__TEXT PASSAGE__
◇ ◇ ◇ ◇ ◇ ◇ ◇
Galina is orphaned when the empress razes her village to the ground with her godfire, leaving her as the unintended sole survivor. She is soon adopted by Irina, a revolutionary who is determined to grant godpower to the common people using a combination of science and long buried historical texts. Galina and her foster sister Sera become Irina's greatest weapons in her revolution - the first commoners in centuries to weild godpower - but when Irina is caught and killed by the empress, the sisters go into hiding.

One of the things I love so much about this book is that it begins after so much history has passed. Their foster mother is dead, her attempted revolution failed, and Sera and Galina are living quietly in hiding, trying to forget the scars that their mother left on them in childhood. Following the assassination of the emperor, Sera decides its time that they dive back into the fray, and she convinces Galina not only to accompany her, but to infiltrate the palace in an attempt to overthrow the empress without inciting a war between the nobility and the common people.

The magic system in this book is wild to think about. Dragon gods are summoned from their realm to dwell within the physical bodies of human hosts, and those hosts are able to weild the God's power. The dragons are physically caged within their human's body, writing and moving between their internal organs. Insane, but also really cool.
◇ ◇ ◇ ◇ ◇ ◇ ◇
__DIRECTION__
According to the book review, who adopts Galina after the empress razes her village?

__COLLECTED MATERIAL__
◇ ◇ ◇ ◇ ◇ ◇ ◇
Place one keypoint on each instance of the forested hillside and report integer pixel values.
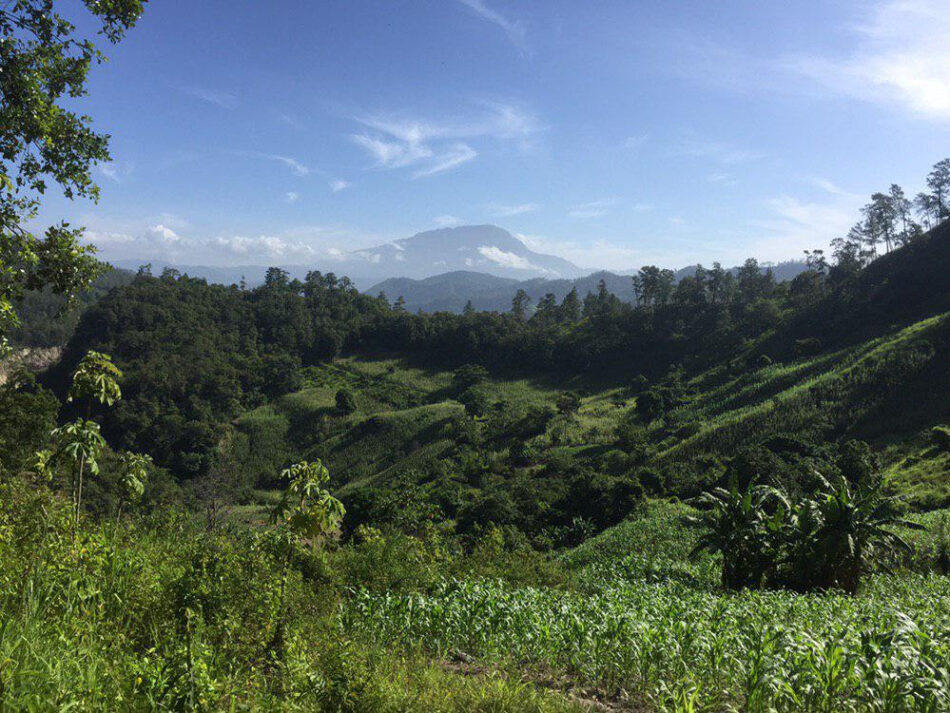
◇ ◇ ◇ ◇ ◇ ◇ ◇
__RESPONSE__
Irina, a revolutionary determined to grant godpower to the common people.